··· 読解用抜粋

またまた、アジコの苦手な本格的ホラー映画の登場です。原案はあの『哭声/コクソン』のナ・ホンジン監督。ファン・ジョンミンが演じた怪しげな祈祷師イルグァンの「生い立ちを伝えたい」というところからスタートし、タイとの合作プロジェクトに発展。監督を『愛しのゴースト』のバンジョン・ピサンタナクーンに託し、韓国とはまたテイストの違う熱帯の湿気をまとったフォークロア的なホラー作品となりました。リアリズムにこだわったトリッキーな手法で、最初はドキュメンタリー映画なのかな?と錯覚してしまうのですが、徐々に仕掛けだというのがわかってきます。彼らはこのおぞましい世界に巻き込まれていく目撃者、という設定でしょうか。残ったのはフィルムだけかもしれませんが、とにもかくにも心して最後までご覧ください。凶暴化ウイルスの恐怖を描いた先日の台湾映画『哭悲 The Sadness』ほどグロくはありませんが、血みどろ度はほぼ同じ。そこにダークな怪しさが加わってホラー感が倍増しております。

······
··· 提示資料

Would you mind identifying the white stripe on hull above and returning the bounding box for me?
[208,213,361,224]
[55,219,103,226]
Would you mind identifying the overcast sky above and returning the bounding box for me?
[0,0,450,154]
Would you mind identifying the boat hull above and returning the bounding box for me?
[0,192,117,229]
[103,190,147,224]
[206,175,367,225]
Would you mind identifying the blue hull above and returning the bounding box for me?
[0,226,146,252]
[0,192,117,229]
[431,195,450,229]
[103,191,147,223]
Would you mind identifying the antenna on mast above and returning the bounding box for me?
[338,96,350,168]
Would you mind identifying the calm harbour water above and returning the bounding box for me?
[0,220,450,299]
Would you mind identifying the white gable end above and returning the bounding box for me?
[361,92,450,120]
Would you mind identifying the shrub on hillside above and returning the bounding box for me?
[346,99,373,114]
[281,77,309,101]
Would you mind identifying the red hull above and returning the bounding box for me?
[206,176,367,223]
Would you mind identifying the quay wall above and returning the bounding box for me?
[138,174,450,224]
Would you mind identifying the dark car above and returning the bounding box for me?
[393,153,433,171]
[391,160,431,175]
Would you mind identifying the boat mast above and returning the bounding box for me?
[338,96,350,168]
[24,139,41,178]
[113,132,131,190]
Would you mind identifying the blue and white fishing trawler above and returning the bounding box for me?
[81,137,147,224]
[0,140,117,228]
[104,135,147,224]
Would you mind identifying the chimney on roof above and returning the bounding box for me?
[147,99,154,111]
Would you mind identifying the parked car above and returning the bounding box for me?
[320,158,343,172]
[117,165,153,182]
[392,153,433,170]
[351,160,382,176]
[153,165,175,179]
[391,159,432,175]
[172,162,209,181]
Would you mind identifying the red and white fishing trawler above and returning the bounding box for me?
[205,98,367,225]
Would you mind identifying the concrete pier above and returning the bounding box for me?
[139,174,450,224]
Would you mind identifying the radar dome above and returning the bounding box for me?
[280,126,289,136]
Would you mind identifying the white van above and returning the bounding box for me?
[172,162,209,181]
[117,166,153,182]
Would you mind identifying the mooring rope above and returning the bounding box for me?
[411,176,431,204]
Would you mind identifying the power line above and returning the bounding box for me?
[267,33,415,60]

······

取り組む課題>
[1] ホラー映画の紹介文にある次の一文を英語に訳してください：「リアリズムにこだわったトリッキーな手法で、最初はドキュメンタリー映画なのかな?と錯覚してしまうのですが、徐々に仕掛けだというのがわかってきます。」
[2] ホラー映画の紹介文について、最後の文に続く部分を書き上げてください。
記録は、ホラー映画の紹介文とは別個の資料です。

解答一覧>
[1] With its tricky technique committed to realism, you are at first fooled into wondering whether it might be a documentary, but you gradually come to realize that it is all a device.

[2]
出演者の中では、やはり普通の若者から凶悪な何かに変貌するという難しい役柄を、まさに体当たりで演じたナリルヤ・グルモンコルペチに注目です。監督やサワニー・ウトーンマさんと共に来日。舞台挨拶やイベントも用意されているので、ホラー映画大好きな皆さんは、ぜひご注目ください。